Aim: Count the lines in the records below that contain the string "side", and reply with only that number.

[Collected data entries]
○ ○ ○ ○ ○ ○ ○
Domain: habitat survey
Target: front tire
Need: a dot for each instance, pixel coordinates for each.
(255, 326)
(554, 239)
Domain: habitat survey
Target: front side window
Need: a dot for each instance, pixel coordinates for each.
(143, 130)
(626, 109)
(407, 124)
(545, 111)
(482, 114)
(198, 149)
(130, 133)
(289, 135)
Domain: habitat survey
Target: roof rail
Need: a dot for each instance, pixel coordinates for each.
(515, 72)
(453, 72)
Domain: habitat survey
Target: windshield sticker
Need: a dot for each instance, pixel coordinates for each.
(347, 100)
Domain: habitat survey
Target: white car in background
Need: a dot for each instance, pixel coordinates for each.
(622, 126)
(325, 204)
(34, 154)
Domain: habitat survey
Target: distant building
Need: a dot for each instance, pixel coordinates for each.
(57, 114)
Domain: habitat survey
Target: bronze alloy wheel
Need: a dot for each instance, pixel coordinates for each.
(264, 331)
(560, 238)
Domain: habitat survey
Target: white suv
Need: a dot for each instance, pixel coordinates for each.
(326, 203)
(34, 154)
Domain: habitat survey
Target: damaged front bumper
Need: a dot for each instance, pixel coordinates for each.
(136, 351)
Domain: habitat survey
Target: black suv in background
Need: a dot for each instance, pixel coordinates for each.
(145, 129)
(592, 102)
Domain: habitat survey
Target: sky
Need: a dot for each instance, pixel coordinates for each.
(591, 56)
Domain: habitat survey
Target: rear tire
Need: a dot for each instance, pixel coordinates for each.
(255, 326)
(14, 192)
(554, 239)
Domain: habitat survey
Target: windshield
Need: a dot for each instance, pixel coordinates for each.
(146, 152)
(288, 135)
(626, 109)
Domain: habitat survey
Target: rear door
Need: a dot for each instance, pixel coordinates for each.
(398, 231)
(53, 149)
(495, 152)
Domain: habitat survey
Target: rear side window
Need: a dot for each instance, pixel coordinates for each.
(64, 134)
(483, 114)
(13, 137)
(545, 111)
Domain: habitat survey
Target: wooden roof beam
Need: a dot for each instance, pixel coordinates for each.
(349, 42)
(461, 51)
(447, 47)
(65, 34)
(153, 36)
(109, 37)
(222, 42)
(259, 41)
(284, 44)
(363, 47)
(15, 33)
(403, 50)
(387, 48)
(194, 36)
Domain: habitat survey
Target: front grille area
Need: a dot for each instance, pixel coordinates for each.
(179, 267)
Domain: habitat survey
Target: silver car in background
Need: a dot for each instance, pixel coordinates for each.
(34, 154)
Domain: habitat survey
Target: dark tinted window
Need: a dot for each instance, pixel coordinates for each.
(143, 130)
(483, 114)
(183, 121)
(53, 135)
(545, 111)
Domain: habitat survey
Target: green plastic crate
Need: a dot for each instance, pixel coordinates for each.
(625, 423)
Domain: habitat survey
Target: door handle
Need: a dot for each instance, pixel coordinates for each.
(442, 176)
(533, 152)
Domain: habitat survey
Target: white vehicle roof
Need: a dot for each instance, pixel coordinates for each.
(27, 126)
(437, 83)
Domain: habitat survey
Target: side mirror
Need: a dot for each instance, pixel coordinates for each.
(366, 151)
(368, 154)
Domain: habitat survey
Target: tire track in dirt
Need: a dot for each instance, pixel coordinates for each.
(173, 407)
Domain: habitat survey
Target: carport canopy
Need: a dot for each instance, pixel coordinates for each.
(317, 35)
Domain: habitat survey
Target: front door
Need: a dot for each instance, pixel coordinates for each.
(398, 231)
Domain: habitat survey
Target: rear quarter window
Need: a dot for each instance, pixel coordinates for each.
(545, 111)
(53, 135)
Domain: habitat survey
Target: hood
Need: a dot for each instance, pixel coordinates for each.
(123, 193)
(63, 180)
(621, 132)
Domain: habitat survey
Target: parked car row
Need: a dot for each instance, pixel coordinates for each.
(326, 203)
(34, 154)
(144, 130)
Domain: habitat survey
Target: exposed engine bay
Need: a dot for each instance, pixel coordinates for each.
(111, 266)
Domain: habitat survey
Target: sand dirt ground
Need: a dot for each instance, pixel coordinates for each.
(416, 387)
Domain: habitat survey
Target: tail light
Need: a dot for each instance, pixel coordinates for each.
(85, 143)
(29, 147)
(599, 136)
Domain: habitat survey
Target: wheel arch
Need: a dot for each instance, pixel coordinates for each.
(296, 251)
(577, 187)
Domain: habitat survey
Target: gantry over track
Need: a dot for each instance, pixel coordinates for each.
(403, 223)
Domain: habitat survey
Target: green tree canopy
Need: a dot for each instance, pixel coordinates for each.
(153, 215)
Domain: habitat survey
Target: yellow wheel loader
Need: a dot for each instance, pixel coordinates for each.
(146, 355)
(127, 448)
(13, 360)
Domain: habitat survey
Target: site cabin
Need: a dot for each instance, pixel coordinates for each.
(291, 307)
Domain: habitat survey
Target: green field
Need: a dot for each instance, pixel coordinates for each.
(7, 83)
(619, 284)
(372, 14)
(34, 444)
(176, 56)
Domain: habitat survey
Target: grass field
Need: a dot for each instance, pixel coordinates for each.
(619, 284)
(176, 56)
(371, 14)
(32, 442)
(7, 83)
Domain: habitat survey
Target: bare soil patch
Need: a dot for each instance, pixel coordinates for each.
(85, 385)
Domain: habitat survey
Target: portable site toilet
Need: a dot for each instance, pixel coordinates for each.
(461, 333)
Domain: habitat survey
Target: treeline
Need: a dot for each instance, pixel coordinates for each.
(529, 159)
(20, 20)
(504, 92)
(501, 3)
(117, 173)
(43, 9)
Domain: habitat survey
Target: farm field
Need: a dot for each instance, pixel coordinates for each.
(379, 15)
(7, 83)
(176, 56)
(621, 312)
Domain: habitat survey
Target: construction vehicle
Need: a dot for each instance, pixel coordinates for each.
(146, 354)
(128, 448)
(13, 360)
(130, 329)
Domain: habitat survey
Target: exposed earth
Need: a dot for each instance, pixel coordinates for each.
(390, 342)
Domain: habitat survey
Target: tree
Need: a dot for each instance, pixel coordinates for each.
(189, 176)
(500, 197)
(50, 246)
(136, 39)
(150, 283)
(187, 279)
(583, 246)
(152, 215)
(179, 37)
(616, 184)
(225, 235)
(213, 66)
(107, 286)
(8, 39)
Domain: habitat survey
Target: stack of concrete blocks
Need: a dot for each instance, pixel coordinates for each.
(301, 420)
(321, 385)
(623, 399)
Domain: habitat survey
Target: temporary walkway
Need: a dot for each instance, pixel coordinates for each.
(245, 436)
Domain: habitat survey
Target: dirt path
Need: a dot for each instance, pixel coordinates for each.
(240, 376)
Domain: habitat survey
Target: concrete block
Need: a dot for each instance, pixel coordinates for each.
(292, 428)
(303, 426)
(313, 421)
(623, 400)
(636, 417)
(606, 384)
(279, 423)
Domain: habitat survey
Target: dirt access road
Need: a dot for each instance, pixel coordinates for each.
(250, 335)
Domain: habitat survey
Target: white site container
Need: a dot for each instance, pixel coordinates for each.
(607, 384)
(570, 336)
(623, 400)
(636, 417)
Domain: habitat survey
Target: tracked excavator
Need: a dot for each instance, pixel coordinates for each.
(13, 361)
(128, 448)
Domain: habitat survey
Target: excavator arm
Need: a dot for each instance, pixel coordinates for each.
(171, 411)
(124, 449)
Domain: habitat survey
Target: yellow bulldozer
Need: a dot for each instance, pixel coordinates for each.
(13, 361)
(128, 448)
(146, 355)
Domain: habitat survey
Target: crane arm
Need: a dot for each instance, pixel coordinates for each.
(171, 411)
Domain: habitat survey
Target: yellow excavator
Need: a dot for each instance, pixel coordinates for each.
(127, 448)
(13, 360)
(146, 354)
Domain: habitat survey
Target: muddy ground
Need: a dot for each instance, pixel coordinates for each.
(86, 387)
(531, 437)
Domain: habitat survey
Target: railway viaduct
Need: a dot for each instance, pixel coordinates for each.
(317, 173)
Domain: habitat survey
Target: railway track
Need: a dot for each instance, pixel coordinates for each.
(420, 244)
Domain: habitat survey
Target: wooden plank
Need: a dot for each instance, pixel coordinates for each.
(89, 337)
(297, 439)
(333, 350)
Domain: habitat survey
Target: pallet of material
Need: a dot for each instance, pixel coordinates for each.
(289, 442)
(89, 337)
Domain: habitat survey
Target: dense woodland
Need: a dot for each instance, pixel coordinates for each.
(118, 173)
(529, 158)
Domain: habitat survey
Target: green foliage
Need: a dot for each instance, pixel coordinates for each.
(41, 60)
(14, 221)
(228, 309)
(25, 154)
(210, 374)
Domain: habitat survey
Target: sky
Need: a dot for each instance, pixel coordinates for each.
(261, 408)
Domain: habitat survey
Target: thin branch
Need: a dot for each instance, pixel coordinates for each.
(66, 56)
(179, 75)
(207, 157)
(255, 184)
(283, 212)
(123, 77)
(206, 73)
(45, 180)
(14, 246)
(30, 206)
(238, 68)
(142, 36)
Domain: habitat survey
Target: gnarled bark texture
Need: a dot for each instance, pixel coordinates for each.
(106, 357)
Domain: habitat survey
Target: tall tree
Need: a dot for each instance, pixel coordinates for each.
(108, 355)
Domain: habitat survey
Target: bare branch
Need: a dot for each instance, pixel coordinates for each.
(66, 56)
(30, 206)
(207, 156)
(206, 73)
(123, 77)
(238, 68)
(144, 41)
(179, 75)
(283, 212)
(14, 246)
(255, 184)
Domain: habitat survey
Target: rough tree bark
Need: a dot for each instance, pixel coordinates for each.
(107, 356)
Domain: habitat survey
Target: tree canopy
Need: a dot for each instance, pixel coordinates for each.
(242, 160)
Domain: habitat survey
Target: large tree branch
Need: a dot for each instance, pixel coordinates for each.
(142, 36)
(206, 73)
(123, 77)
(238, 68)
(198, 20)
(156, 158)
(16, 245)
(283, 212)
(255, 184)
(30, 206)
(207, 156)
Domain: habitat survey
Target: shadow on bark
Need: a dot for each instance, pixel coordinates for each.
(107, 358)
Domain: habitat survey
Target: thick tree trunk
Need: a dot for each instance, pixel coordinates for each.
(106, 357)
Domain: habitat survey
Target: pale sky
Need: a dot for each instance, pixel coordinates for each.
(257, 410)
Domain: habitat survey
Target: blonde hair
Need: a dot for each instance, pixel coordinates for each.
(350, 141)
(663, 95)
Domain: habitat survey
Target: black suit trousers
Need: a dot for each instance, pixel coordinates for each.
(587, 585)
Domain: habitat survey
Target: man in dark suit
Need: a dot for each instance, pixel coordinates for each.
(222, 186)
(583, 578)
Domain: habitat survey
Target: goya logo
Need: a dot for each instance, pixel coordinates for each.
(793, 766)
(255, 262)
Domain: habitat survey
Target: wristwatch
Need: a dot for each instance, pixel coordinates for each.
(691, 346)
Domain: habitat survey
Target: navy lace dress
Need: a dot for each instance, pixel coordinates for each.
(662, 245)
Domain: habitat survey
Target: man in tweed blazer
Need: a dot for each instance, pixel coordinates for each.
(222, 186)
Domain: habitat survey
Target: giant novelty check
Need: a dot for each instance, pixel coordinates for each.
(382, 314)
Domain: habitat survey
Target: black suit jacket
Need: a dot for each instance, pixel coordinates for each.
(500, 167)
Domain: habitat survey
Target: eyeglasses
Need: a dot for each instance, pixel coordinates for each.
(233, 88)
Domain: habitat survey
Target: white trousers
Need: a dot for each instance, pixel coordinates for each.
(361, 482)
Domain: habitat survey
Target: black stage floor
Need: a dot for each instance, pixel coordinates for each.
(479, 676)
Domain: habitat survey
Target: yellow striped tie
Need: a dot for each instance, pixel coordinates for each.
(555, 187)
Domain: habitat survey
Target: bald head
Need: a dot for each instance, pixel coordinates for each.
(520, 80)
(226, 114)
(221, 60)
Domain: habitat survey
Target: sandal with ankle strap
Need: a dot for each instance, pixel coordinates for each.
○ ○ ○ ○ ○ ○ ○
Final result: 3